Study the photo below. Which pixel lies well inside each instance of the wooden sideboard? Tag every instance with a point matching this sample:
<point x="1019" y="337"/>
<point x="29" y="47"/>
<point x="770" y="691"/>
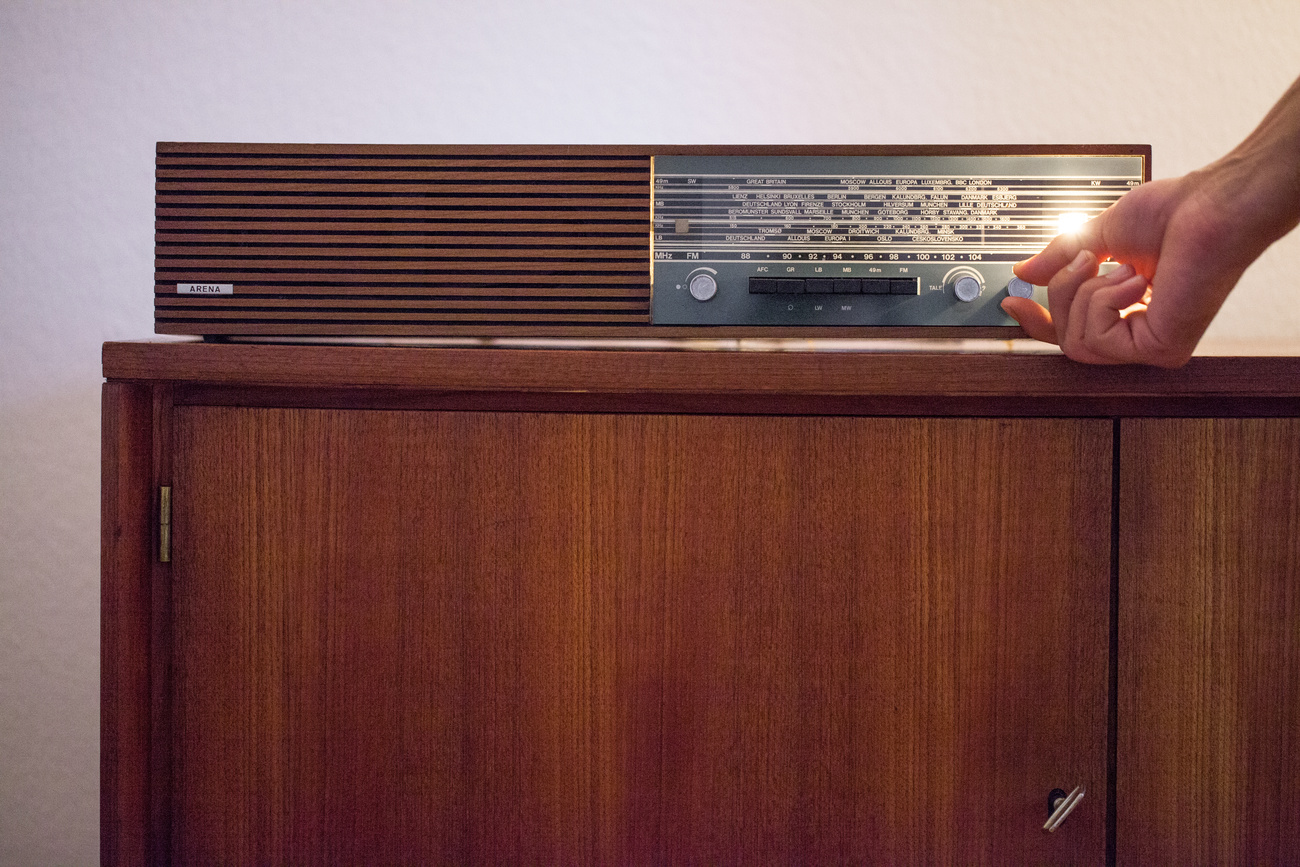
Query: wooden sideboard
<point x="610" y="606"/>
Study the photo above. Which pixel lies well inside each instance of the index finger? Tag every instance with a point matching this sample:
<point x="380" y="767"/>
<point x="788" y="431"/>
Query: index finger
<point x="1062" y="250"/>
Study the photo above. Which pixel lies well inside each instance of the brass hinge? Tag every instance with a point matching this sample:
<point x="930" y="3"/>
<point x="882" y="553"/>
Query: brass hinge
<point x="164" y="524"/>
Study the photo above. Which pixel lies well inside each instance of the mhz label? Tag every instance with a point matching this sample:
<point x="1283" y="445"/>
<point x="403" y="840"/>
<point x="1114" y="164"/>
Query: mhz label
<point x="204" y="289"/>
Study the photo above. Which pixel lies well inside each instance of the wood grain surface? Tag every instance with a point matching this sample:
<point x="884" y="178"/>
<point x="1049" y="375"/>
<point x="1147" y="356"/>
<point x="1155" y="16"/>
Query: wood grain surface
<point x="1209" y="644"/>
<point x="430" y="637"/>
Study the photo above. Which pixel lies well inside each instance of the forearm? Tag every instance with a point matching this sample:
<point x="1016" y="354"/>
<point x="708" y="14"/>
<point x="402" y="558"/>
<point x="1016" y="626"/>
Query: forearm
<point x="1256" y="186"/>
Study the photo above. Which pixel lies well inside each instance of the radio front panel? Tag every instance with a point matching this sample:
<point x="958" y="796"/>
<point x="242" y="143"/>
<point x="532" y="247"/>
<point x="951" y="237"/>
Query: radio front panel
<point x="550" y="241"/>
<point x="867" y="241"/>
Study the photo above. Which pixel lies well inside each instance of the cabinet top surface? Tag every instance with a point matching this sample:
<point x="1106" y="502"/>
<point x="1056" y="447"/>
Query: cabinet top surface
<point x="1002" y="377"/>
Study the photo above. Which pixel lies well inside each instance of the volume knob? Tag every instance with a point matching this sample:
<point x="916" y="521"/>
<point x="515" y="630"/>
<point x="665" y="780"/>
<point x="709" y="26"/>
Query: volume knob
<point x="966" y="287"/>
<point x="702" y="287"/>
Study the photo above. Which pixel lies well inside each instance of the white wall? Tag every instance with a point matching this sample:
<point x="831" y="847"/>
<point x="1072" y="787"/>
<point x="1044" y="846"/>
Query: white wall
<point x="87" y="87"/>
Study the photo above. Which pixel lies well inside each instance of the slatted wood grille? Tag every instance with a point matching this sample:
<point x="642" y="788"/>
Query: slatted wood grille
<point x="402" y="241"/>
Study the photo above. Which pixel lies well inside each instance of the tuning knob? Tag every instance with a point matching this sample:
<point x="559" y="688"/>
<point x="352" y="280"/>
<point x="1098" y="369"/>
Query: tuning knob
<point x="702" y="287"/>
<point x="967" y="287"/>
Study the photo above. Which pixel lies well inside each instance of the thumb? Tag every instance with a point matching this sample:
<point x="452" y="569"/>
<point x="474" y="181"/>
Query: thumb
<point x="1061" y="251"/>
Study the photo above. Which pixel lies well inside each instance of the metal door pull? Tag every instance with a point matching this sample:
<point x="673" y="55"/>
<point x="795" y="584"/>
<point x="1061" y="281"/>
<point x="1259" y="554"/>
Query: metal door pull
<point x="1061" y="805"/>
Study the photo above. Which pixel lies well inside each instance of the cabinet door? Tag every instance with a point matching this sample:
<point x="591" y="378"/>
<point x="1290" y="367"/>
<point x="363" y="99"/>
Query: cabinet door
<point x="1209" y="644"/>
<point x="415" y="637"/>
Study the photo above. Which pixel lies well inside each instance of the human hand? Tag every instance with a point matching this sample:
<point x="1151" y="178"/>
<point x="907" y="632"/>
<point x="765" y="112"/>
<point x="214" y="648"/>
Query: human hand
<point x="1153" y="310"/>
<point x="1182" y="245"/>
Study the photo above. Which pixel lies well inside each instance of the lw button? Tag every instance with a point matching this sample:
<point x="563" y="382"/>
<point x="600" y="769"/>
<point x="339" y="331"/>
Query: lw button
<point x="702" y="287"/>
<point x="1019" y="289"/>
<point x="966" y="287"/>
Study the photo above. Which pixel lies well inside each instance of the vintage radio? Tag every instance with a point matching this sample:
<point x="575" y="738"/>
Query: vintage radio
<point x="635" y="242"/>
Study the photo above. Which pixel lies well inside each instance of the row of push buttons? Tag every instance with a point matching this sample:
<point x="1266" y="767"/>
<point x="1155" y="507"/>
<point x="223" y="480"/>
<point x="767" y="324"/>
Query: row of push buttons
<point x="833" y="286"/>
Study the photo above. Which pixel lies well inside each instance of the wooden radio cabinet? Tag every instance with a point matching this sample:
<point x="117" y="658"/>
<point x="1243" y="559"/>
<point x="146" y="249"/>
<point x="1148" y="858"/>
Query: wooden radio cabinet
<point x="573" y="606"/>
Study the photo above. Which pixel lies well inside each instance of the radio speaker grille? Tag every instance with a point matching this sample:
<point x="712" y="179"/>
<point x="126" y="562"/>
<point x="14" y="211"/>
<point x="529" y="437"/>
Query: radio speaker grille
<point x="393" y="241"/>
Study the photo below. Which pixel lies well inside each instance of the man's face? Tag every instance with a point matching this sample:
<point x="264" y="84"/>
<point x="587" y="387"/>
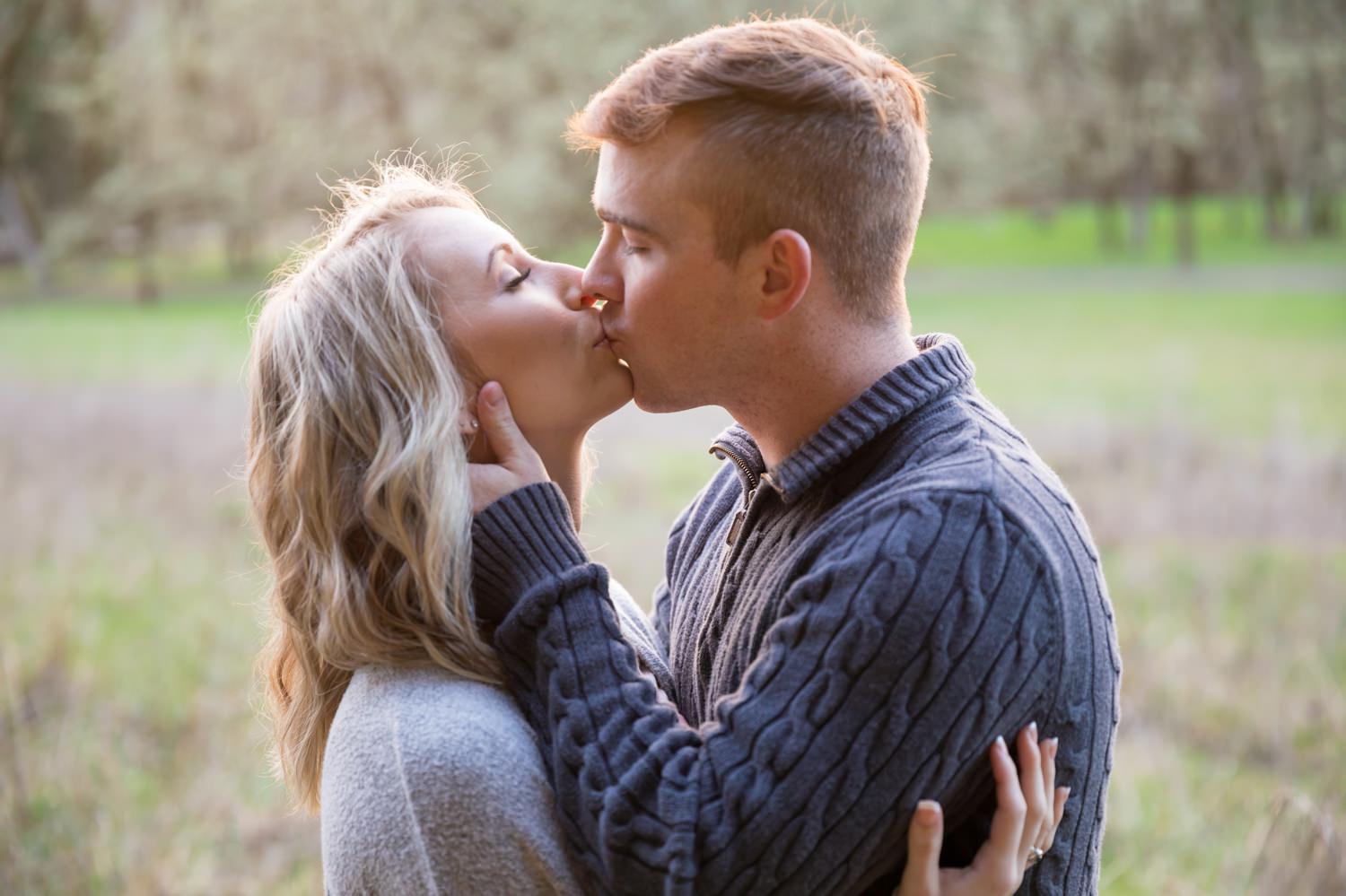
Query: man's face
★ ★ ★ ★
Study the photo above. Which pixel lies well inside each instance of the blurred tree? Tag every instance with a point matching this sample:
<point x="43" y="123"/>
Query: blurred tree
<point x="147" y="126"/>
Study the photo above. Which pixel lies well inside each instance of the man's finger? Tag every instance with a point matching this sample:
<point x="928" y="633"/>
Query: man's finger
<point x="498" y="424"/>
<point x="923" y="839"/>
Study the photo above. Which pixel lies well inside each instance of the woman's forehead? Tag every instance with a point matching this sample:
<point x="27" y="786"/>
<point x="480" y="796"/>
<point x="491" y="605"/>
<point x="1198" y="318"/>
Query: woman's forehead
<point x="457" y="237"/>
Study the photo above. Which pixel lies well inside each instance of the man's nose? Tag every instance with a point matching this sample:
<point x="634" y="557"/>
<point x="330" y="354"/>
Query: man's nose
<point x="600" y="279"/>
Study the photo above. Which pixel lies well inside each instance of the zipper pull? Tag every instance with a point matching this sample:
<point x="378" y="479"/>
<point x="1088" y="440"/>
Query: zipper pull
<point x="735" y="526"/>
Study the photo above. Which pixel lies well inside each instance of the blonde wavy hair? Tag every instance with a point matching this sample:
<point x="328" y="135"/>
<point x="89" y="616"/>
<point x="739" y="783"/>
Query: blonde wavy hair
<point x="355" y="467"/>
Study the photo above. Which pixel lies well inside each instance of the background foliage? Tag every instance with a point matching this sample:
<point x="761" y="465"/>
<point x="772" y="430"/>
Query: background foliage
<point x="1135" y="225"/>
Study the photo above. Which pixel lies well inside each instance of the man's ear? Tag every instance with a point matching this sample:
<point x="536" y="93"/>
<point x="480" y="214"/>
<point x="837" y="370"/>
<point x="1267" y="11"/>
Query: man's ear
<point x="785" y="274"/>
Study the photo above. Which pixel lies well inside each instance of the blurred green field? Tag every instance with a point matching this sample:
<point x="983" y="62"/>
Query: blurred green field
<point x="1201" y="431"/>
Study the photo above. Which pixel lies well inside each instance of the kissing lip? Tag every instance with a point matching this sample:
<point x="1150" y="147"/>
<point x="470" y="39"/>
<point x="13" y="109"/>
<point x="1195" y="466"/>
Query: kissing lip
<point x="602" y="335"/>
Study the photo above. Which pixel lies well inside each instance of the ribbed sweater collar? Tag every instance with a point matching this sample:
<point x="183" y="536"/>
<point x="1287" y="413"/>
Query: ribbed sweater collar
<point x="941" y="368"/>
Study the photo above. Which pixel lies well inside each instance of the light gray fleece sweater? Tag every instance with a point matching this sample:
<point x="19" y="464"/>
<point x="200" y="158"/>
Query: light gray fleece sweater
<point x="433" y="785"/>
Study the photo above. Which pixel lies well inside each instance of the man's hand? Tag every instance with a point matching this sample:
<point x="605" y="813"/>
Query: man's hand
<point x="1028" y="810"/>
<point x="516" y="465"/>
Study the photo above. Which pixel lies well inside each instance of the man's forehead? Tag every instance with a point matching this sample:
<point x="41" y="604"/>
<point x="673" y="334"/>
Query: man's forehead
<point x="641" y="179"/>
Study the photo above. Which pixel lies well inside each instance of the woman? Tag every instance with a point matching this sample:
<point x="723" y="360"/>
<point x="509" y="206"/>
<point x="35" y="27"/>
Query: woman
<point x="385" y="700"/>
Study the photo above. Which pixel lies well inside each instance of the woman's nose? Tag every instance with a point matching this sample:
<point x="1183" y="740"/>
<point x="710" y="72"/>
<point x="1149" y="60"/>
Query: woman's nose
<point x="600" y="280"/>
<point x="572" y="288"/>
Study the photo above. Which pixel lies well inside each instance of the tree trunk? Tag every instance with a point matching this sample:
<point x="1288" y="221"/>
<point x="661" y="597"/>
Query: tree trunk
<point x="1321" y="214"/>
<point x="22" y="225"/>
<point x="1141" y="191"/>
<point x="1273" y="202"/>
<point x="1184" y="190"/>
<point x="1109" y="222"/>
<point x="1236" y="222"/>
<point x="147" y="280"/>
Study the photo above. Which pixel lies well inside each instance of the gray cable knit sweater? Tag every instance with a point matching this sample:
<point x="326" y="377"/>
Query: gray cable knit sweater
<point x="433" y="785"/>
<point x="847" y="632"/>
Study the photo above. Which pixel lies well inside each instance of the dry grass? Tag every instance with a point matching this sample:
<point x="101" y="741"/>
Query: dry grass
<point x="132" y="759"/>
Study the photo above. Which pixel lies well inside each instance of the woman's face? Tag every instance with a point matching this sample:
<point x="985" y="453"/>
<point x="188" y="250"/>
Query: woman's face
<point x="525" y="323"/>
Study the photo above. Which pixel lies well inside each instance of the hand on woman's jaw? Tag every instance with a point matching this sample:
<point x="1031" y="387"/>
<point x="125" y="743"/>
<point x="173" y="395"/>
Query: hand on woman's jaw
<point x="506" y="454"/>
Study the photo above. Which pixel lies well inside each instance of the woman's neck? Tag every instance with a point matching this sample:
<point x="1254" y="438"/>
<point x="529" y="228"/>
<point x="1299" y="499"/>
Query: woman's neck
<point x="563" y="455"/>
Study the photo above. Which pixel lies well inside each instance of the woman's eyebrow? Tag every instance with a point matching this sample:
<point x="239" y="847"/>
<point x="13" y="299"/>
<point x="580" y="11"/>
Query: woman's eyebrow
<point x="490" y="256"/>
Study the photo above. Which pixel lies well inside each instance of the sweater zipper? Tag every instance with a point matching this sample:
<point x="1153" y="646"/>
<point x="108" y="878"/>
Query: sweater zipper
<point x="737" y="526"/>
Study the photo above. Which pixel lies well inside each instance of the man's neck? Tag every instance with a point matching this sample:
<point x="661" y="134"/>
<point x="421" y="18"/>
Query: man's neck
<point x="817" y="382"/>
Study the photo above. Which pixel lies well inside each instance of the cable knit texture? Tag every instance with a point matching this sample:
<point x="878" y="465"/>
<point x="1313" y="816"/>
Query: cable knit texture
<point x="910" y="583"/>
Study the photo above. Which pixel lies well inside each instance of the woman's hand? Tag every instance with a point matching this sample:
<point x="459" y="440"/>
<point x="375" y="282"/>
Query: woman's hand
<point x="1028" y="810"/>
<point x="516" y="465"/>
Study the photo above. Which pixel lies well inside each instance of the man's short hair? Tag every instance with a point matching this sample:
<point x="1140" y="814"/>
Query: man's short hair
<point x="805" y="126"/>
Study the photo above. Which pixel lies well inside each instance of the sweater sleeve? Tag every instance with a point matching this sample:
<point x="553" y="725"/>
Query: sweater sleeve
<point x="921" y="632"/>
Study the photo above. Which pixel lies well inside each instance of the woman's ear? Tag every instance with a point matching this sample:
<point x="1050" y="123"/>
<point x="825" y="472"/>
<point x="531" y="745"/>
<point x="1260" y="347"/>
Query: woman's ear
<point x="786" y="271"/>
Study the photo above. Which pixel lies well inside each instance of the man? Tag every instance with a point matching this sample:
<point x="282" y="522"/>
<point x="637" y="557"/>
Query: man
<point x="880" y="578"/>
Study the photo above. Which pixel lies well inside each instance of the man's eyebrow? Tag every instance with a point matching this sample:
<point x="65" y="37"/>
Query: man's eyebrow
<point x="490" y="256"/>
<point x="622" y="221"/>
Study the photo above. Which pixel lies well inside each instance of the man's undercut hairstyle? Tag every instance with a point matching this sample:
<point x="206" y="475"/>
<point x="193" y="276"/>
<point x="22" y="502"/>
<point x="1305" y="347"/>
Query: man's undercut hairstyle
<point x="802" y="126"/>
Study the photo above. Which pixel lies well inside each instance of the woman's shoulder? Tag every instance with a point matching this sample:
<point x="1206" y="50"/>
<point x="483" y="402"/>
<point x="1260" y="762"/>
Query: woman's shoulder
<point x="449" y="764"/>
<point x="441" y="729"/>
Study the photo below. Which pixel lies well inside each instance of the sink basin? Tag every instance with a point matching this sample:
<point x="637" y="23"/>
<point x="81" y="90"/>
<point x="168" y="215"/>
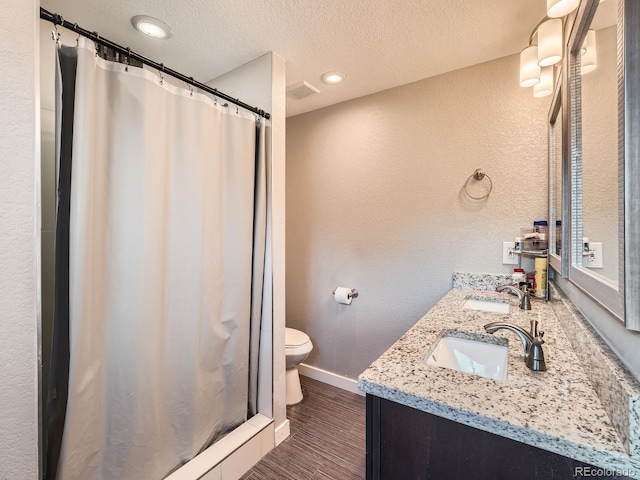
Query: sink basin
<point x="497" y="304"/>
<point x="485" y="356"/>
★ ★ ★ ★
**Esercizio**
Restituisci ogni riga delle voci qui sopra che contiene la parola "collar", distinguendo tra maiuscole e minuscole.

**Risposta all'esercizio**
Study the photo above. Which pixel lies well inside each instance of the ribbed sweater collar? Tag every instance with a point matching this sample:
Query: ribbed sweater collar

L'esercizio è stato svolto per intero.